(Entries from a point annotation set)
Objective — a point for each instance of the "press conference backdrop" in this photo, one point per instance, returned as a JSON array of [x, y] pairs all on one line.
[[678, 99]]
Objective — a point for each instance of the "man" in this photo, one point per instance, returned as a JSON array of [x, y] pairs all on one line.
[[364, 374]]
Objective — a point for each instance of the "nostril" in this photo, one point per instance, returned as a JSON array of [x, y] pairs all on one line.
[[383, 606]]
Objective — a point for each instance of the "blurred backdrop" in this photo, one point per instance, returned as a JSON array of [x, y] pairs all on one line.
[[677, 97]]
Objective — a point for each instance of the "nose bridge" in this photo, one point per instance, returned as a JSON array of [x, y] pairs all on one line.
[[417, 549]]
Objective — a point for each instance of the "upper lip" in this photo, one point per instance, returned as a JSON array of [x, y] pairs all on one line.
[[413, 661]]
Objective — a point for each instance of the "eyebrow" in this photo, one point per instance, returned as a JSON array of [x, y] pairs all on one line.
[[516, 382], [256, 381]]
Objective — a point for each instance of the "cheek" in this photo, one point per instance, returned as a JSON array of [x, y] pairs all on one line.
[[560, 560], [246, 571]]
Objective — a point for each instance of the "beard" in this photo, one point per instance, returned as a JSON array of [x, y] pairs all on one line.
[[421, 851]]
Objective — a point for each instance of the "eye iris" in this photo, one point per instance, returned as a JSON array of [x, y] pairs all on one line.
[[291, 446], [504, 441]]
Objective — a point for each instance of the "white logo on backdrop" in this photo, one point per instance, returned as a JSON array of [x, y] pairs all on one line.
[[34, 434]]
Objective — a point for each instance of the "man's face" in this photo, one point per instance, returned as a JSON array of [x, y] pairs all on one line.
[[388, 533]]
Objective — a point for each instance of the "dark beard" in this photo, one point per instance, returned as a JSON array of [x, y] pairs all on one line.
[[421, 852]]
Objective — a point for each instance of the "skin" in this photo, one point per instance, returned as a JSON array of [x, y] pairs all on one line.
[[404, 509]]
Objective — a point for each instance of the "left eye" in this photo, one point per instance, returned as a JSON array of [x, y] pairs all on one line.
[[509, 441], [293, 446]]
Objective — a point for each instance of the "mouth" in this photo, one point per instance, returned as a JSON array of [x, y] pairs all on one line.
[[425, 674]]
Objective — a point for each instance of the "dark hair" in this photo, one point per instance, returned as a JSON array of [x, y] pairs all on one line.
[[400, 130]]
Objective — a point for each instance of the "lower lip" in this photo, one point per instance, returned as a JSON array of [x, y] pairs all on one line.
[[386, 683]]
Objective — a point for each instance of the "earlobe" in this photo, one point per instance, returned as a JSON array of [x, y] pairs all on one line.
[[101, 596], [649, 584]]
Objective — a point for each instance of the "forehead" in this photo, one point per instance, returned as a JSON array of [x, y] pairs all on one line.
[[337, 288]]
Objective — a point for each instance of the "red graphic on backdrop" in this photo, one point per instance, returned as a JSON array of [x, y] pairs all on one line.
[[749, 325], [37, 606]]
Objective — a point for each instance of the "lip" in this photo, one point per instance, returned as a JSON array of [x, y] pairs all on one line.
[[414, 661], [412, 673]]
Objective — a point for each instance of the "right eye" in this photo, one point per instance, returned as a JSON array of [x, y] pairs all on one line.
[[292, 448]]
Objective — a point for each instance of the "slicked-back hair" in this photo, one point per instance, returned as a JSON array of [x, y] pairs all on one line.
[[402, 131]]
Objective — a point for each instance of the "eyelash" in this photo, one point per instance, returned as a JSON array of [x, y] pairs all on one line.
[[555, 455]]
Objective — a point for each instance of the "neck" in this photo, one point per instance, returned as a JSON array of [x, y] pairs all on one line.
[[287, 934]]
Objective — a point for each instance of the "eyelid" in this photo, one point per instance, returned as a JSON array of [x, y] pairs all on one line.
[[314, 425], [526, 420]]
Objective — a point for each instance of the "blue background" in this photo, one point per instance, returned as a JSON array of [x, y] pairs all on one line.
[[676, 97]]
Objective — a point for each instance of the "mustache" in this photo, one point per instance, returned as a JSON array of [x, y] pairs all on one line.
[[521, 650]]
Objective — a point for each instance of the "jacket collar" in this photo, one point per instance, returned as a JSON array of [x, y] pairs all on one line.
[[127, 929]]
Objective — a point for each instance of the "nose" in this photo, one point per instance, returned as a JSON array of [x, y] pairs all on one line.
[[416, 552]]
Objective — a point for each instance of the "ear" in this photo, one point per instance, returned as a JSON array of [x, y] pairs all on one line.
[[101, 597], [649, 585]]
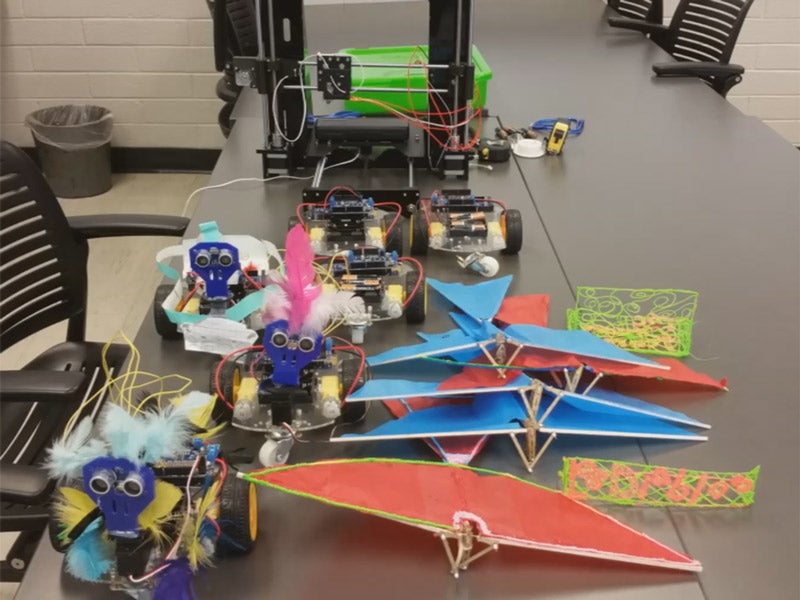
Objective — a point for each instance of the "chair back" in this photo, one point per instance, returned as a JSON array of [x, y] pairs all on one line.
[[705, 30], [42, 264], [651, 11]]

| WHAT IS ASKED |
Reproduce the entries above exactly. Do not include the images.

| RESPONSE |
Objective — a point for each instance of the "press conference backdrop" in this photo, one point per instance, returned as a JSON array of [x, y] pairs all on one line.
[[678, 99]]
Objective — a point for each instance of the "man" in this photo, one point per instance, returned as a JSON array of [x, y] pairs all on one line.
[[364, 374]]
Objective — a point for each instance of the "nostril" in this photo, one point per instance, returned as a JSON array of [x, y] pairs all on one line.
[[383, 606]]
Objective — a point for each instance of the "blurred backdrop" in this photo, one point per instance, returned as a JSON array of [x, y] pairs all on one line.
[[677, 97]]
Objective — a point for each instance of the "nose bridge" in this photo, one point per instance, returned as a JSON array of [x, y] pairs all on one line.
[[417, 549]]
Objective — a point for each instance of the "upper lip" in this photo, one point per instance, returned as a JSON array of [x, y] pairs all on one line.
[[413, 661]]
Objective — a point for each instance of the "eyebrow" in this photo, one point per instance, returned as a JSON array of [x, y] pairs all on one line.
[[516, 382], [256, 381]]
Objective — a point for each instance of the "cheek" in this photo, one point per instance, returned as a JSON array of [x, y] pairs all on one line.
[[560, 560], [246, 571]]
Objective — a point for each instance of the "beard" in this photo, one point per instance, returned as a JSON array of [x, y] pairs all on one line.
[[421, 851]]
Objective — a point for each instance of the "eye iris" in this photo, one point per instance, returned as a JSON array of [x, y] pairs all on one line.
[[291, 446], [504, 441]]
Objective — a point for each instance of the "white logo on backdrop" in this photo, one point per instance, returned as a JSON array of [x, y] pairs all on one line.
[[34, 434]]
Objective — a point for each instance of the "man's face" in this photo, one point per instance, returned as a JSON array of [x, y] pairs all on one line.
[[388, 533]]
Objective — a point for each instance of the "dark beard" in this photo, one point per instance, returned as a JSON array of [x, y] pairs all on one line.
[[421, 852]]
Objective — a point for each instance of the "skin" in this photo, one point per instance, returned as a JSON array of [x, y] pairs all on one line.
[[404, 509]]
Objective — a point for each instance of the "left eye" in this photo, one point per instance, returned as a JSON array of [x, y] pairs all on one line.
[[509, 441], [293, 446]]
Objective — a point for each instance of the "mouth" in this photo, one point per instance, returned as a JSON array of [x, y] pairs all on one line.
[[425, 674]]
Objective — a point for each instance of the "dark hair" in this photo, one point per instance, returned as a JSON array of [x, y] pairs all on one line.
[[400, 130]]
Objective — a point for each instance of the "lower lip" in this photo, one point per instance, returned as a JSON array of [x, y] pairs all on one line.
[[386, 683]]
Objective — a point for each instance of the "earlobe" in this photo, one point per instance, returned as a JSON array of [x, y] pairs all on one line.
[[101, 596], [649, 584]]
Objective — a point for each instance of the "forehead" in this photo, one point per instance, returned as a JSON array of [x, y] pairs all on one line.
[[337, 288]]
Objective — a point for each instance of the "red graphic on backdrop" in this photo, one point per instance, returned as a JSON array of [x, y] pairs all on one line.
[[749, 325], [37, 606]]
Objective — a point for each instance of the "lip" in this photo, one point per instance, returned as a JSON array of [x, y] pairs all on one line.
[[414, 661], [412, 673]]
Objective — a point for each instance of the "right eye" in this photo, one point per instance, returned as a JSON array of [x, y] pairs all on one line.
[[292, 448]]
Objective — a point for each instance of the "slicked-back hair" in this photo, one point per instance, returned as a JSON array of [x, y] pairs all on one line.
[[402, 131]]
Objective — a point for each instance of the "eyelash" in this photo, one point per instance, returned as a JSON array of [x, y] pairs all on one line.
[[555, 455]]
Objective — a point for each instance of the "neck" in this photo, one point per instance, returned as a JSON array of [x, y] pairs all on one line.
[[287, 934]]
Objective — a point for each instance of the "eyelid" in this photo, one point per instance, returned as a JSON array of [x, y] pairs all on one line.
[[314, 425], [526, 420]]
Objective — a point for each instance of the "blue background" in this photo, one point per instance, returned as a JSON array of [x, y] pairs all on one line.
[[676, 97]]
Objective — a point for each instance of the "mustache" in this photo, one point per instance, returned as a JSON array of [x, y] pairs all on one line.
[[521, 650]]
Objective — a point for each instance of the "jacket collar" in this photo, one point per instance, returned as a JSON array of [x, y] pairs all on one line.
[[127, 929]]
Objective — a point for each instance of the "nose" in this photo, one point per instance, returned as a JSON array of [x, y] pairs all on one line.
[[416, 552]]
Objective — a point for each instance of the "ear" in this photo, one point per instance, returned as a JSON array of [x, y] pairs all on one line.
[[101, 597], [649, 585]]
Objective — a point for each instance of the "chair back" in this photo, one point per instance, returned as a JSON array of [x, y] pairs all on one line.
[[705, 30], [42, 264], [651, 11]]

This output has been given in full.